*** Opening of Document section ***

How Do You Handle Them?


Updated April 21, 2009

Parkinson's Disease Can Cause Awkward Situations
© 2001-2008 HAAP Media Ltd

Parkinson's disease involves a lot of symptoms that can be misunderstood or misinterpreted by others. If you have PD, you do not need me to tell you that others may think you are:

  • staring,
  • trembling,
  • mumbling,
  • drooling and so on.

Add to all this that

  • you move slower others and that
  • your signature ain’t what it used to be…

…then its not so surprising that potentially awkward social situations are a daily challenge for PD patients. Here are some tips on how to handle them.

“Why are you staring at me?”

Many PD patients have been accused of staring. But PD involves a loss of spontaneous facial expressions (which depend on dopamine) and a reduction in the rate of blinking of the eyes. Doctors call this set of symptoms ‘masked facies.’ The loss of control of the face muscles also results in mumbling and drooling and loss of emotional expression.

If someone asks you about ‘staring’ or mumbling or drooling the best response may be the truth: “I have Parkinson’s Disease…I lose control of some of my facial muscles.” OR:

“You’re mumbling, I cannot understand what you are saying.”

“I have Parkinson’s Disease…I lose control of some of my speech muscles.”

“You’re drooling.”

“I have Parkinson’s Disease…I lose control of some of my mouth and face muscles.”

A similar response will work for many of the other symptoms that are often misunderstood.

“You’re trembling!”

Tremor is one of the earliest symptoms of PD and is due to loss of dopamine in movement centers of the brain. Try the usual reply: “I have Parkinson’s Disease…I lose control of some of my muscles.”

Consider the Following Scenario:

You need to go to the supermarket to pick up a few staples.

At the supermarket you are slow in pushing the cart down the aisle. People are lined-up in back of you and want you to move faster. But you can’t go any faster. Someone says “Excuse me.” What should you say?

*** Close of Document section ***

- Goal of the exercise -
Please output the passage of the Parkinson's disease text starting at "A similar response" and ending at "should you say?", copied word for word. The listing comes from a different source than the Parkinson's disease text.

*** Opening of Stored data ***

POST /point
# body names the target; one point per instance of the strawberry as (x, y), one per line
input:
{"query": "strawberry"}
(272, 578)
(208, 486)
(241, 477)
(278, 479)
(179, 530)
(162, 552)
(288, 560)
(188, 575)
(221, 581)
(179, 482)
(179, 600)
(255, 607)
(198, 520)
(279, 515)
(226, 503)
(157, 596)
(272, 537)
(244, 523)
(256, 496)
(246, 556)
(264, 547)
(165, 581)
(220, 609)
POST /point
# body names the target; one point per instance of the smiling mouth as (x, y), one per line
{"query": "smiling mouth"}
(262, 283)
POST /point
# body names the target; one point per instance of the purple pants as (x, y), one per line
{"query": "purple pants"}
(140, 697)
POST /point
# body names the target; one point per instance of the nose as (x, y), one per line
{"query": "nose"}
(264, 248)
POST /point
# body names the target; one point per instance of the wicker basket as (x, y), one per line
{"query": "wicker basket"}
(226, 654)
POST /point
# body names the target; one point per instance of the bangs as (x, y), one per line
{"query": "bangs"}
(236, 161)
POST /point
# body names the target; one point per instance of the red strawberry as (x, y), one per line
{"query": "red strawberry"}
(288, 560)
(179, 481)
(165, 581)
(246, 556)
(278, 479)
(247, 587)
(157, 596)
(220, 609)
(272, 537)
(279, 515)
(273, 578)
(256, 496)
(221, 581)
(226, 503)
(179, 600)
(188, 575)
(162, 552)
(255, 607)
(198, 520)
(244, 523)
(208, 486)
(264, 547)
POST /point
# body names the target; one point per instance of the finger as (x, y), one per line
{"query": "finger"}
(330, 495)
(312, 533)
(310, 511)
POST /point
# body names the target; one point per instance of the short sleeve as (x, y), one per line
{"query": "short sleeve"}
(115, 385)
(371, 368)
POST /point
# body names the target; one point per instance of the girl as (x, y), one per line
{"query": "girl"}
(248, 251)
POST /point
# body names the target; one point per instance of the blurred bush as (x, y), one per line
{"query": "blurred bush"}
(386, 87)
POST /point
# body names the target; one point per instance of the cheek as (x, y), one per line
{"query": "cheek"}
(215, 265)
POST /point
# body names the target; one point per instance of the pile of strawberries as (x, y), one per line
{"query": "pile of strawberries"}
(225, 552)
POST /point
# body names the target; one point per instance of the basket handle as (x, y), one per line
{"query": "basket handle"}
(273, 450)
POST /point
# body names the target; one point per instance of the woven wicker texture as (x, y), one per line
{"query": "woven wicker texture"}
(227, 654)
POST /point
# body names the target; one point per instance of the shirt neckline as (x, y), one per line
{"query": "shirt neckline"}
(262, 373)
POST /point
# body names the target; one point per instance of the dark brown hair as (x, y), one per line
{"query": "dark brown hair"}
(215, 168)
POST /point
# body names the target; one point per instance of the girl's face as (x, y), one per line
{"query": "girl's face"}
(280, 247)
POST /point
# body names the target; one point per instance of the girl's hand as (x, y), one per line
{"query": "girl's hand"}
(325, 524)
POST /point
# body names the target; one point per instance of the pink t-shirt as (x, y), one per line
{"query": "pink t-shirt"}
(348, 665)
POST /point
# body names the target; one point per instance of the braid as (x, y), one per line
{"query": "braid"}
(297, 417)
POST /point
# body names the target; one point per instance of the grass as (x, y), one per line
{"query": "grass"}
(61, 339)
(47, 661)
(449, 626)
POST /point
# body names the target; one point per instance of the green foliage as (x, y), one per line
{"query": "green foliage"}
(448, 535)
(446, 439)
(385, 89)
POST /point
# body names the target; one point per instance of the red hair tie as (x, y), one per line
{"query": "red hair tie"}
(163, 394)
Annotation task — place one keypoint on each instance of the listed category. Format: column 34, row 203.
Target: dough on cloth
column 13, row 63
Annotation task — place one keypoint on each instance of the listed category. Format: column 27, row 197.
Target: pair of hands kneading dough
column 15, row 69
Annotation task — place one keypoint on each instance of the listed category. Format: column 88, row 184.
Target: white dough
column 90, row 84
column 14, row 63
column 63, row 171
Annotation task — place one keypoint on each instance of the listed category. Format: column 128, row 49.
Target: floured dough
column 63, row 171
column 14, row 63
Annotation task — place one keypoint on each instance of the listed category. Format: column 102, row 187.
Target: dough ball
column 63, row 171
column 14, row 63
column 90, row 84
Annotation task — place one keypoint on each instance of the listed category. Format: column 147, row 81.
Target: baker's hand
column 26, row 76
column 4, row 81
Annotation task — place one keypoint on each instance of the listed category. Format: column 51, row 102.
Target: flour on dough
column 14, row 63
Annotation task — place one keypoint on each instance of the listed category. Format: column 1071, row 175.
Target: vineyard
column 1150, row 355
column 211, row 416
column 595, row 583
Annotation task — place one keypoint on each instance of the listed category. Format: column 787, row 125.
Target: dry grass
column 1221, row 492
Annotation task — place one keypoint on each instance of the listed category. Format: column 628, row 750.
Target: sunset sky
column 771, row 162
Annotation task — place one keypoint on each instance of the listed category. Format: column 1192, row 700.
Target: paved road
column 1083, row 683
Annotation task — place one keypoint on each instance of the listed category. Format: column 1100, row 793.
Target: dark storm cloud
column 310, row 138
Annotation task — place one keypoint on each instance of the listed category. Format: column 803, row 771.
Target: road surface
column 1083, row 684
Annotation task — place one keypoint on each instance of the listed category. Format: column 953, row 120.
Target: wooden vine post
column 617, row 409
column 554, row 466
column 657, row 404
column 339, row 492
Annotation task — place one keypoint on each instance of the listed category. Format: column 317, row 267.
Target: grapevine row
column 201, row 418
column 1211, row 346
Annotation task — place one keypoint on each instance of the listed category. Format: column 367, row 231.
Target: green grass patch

*** Close of Stored data ***

- Output for this exercise -
A similar response will work for many of the other symptoms that are often misunderstood.

“You’re trembling!”

Tremor is one of the earliest symptoms of PD and is due to loss of dopamine in movement centers of the brain. Try the usual reply: “I have Parkinson’s Disease…I lose control of some of my muscles.”

Consider the Following Scenario:

You need to go to the supermarket to pick up a few staples.

At the supermarket you are slow in pushing the cart down the aisle. People are lined-up in back of you and want you to move faster. But you can’t go any faster. Someone says “Excuse me.” What should you say?